■ WHAT TO WORK ON ■
Render the entries as a Markdown table with the columns "Row" and "Text": number each line under "Row" and put the line itself under "Text," omitting blank lines and leaving out the pictures. Begin at the first line of the entries and stop after the line that contains "[661,286,700,307]".

■ RECORDS SUPPLIED ■
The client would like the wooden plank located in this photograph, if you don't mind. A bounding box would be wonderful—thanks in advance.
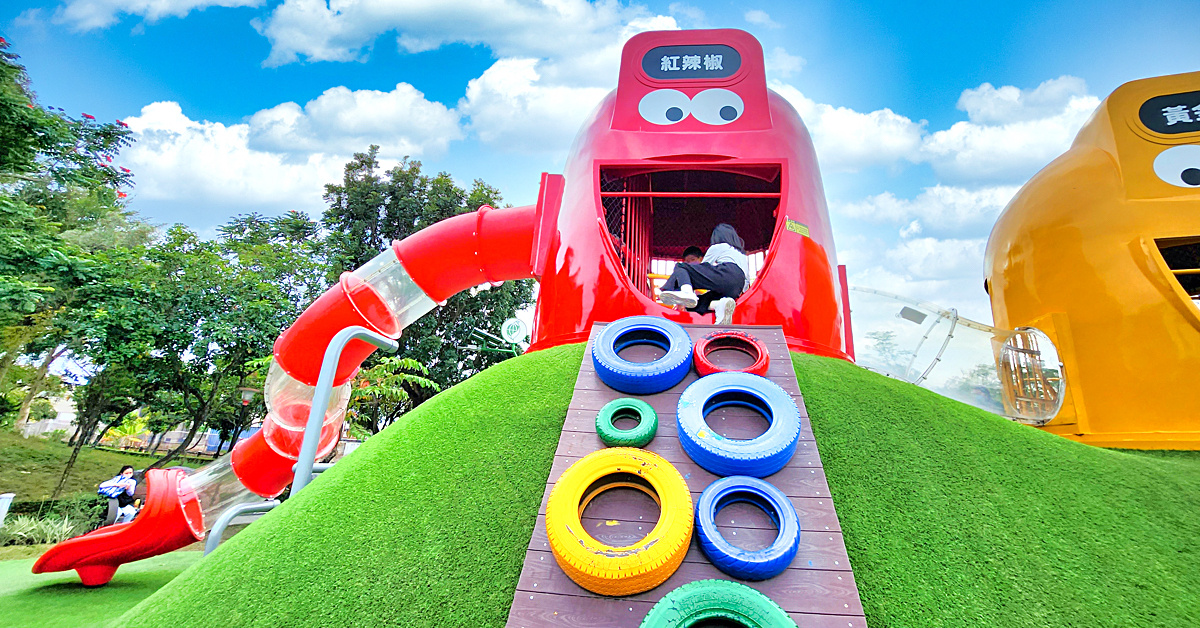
[509,591,866,628]
[538,485,841,532]
[563,408,815,443]
[554,426,821,467]
[547,456,829,498]
[517,550,863,615]
[529,515,850,572]
[508,324,866,628]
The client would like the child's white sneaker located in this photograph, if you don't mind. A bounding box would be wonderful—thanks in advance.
[713,297,737,325]
[661,286,700,307]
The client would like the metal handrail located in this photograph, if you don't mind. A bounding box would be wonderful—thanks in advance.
[292,325,400,495]
[204,500,280,556]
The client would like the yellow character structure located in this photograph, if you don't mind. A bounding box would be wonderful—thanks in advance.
[985,72,1200,449]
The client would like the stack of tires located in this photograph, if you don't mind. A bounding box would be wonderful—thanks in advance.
[546,316,800,628]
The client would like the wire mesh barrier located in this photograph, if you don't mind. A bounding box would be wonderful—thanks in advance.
[850,286,1064,425]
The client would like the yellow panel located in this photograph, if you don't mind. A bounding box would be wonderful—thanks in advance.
[985,72,1200,449]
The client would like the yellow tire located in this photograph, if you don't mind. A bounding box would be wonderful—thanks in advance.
[546,447,695,596]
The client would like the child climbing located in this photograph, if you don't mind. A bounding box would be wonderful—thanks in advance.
[662,222,750,325]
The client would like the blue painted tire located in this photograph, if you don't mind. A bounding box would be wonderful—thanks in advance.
[676,372,800,478]
[696,476,800,580]
[592,316,691,395]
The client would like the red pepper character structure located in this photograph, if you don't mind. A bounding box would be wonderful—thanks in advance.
[34,30,853,585]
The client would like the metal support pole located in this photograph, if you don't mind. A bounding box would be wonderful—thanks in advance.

■ ANSWER TO THIS PROBLEM ■
| Row | Text |
|---|---|
| 1 | The client would like the wooden plank located in this photograph, if you don't mind. A bounding box would be wonderful—thanks in advance. |
| 2 | [509,591,866,628] |
| 3 | [538,485,841,532] |
| 4 | [563,408,815,443] |
| 5 | [554,426,821,467] |
| 6 | [547,456,829,498] |
| 7 | [517,550,863,615] |
| 8 | [529,515,850,572] |
| 9 | [508,324,866,628] |
| 10 | The client would like the child's white sneaker located in this photograph, if you don't mind. A bounding box would be wonderful—thanks in advance. |
| 11 | [713,297,737,325] |
| 12 | [661,286,700,307] |